**** TEXT SECTION ****

In life there’s a lot you can’t plan for, no matter how hard you try.

No matter how well you prepare, you can’t imagine what loss will be like. You will have days that seem simple, straight-forward and just like always, leaving you smiling. Then there will be plenty of days when nothing makes sense. Everything feels unfamiliar and overwhelming.

 

On so many days, in so many ways, I had very little way of knowing whether I was doing OK.

I couldn’t get a handle on life in the way I always had, by asking those closest to me. They too were bewildered and often asked the same questions. So often everything felt altogether upside down. It was easy to get overwhelmed.

On more than one morning after Dad left us, I found myself overwhelmed by to-dos.  Without him, suddenly it seemed like there was more to do. A lot more. Dad rarely intervened, but again, there was always a sense from afar or with Dad nearby, whatever had to get done would get done. Dad was always only a phone call away, and he always had the solution in word or in deed. Now what? “Just be,” my wife reminded me. Oh yeah, Dad’s still here through his wisdom.

Born with cerebral palsy, there is a lot I can’t do. I have undeniable weaknesses, but more important is knowing and doing what I’m good at.

Like Dad taught me, I’m much better off focusing on becoming the best version of myself rather than getting bogged down in others’ highlight reels. That’s a lesson I have to revisit regularly.  

In the days, weeks and months after Dad left us, it was easy to think, “Well, they have it easy.  They have a dad.” Or, “My pain is a lot worse than what they’re going through.” Then one day, I read a passage from Brene Brown’s Rising Strong that really got me. “If there’s one thing I’ve learned over the past decade, it’s that fear and scarcity immediately trigger comparison, and even pain and hurt are not immune to being assessed and ranked.” Ooof. Yep, I’m still hurting.  

Mom, on the other hand, amazes me. Surely she has to be feeling all this more than my wife and me, and yet regularly, I’ll hear her say, “So and so is hurting. I’m going to give them a call, write them a card or spend time with them.” Life goals.

**** ENTRIES SHOWN ****

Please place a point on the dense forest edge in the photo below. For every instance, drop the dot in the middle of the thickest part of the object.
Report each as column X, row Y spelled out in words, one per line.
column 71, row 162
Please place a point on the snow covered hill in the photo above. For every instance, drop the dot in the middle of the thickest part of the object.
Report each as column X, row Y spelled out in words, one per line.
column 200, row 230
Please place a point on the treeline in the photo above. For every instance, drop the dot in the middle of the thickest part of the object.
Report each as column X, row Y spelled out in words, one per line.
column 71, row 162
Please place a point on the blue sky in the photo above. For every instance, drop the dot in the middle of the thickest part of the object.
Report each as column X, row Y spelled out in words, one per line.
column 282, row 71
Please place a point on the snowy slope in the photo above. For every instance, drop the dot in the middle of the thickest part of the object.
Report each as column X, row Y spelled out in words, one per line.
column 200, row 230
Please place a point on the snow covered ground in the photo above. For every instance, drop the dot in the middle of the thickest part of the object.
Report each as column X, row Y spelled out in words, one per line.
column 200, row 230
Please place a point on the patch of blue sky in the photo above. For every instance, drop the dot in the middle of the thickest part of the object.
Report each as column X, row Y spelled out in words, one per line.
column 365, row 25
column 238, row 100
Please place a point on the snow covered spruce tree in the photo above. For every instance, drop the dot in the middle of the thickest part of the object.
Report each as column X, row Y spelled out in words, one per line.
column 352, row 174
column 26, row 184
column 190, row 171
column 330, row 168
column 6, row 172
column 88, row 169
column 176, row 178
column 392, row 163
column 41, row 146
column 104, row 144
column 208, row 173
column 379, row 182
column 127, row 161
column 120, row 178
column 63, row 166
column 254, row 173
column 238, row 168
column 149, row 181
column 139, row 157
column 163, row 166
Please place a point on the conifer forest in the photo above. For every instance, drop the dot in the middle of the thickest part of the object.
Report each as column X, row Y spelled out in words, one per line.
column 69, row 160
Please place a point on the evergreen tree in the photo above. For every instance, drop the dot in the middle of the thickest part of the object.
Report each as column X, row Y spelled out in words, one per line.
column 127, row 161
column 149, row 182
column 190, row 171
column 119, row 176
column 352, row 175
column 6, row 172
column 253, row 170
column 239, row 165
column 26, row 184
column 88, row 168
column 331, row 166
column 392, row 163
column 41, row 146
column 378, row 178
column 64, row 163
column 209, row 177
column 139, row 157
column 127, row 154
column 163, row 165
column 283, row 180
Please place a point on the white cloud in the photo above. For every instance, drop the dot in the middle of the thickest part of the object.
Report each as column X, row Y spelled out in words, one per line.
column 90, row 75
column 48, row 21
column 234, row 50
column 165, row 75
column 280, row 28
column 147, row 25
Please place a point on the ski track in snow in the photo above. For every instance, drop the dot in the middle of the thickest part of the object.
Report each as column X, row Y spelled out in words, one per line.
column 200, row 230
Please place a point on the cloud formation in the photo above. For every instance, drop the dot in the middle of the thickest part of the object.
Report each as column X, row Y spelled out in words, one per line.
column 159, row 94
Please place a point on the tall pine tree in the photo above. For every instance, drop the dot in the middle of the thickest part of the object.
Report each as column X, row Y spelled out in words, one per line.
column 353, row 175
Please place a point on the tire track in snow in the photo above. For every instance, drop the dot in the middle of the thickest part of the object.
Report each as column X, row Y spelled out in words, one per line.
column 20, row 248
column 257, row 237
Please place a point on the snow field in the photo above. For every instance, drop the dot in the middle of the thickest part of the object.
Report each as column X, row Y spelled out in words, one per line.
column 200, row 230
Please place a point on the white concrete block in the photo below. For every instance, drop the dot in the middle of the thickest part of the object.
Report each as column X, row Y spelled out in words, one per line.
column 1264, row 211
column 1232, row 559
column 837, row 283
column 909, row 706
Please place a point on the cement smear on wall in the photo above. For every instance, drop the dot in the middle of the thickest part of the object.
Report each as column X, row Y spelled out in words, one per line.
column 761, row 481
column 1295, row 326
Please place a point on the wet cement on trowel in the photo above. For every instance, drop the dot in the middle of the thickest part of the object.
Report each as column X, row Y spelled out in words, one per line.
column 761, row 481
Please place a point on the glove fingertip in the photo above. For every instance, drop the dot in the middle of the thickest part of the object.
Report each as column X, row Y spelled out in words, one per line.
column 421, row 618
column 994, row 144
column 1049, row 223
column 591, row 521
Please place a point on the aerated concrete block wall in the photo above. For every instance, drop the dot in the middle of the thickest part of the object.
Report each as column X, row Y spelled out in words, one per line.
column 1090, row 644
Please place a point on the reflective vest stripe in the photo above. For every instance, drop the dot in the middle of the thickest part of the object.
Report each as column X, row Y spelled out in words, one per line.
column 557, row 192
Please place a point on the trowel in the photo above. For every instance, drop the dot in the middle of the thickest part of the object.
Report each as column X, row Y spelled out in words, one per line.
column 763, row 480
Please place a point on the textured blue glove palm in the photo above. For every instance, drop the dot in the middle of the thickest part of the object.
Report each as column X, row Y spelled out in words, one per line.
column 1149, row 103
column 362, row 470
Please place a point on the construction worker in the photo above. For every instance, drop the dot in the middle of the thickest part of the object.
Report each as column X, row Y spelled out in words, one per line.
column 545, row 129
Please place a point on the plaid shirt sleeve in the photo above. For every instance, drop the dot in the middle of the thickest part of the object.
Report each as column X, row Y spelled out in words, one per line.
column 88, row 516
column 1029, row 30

****

_COMPLETE THE FOLLOWING_:
1. In the essay about grief, copy everything from "I couldn’t get" down to "I’m good at.".
2. According to the essay about grief, what condition was the writer born with?
3. Translate this sentence from the essay about grief into Spanish: "Everything feels unfamiliar and overwhelming."
Work only from the text.

_COMPLETED EXERCISE_:
1.
I couldn’t get a handle on life in the way I always had, by asking those closest to me. They too were bewildered and often asked the same questions. So often everything felt altogether upside down. It was easy to get overwhelmed.

On more than one morning after Dad left us, I found myself overwhelmed by to-dos.  Without him, suddenly it seemed like there was more to do. A lot more. Dad rarely intervened, but again, there was always a sense from afar or with Dad nearby, whatever had to get done would get done. Dad was always only a phone call away, and he always had the solution in word or in deed. Now what? “Just be,” my wife reminded me. Oh yeah, Dad’s still here through his wisdom.

Born with cerebral palsy, there is a lot I can’t do. I have undeniable weaknesses, but more important is knowing and doing what I’m good at.

2. Cerebral palsy.

3. Todo se siente desconocido y abrumador.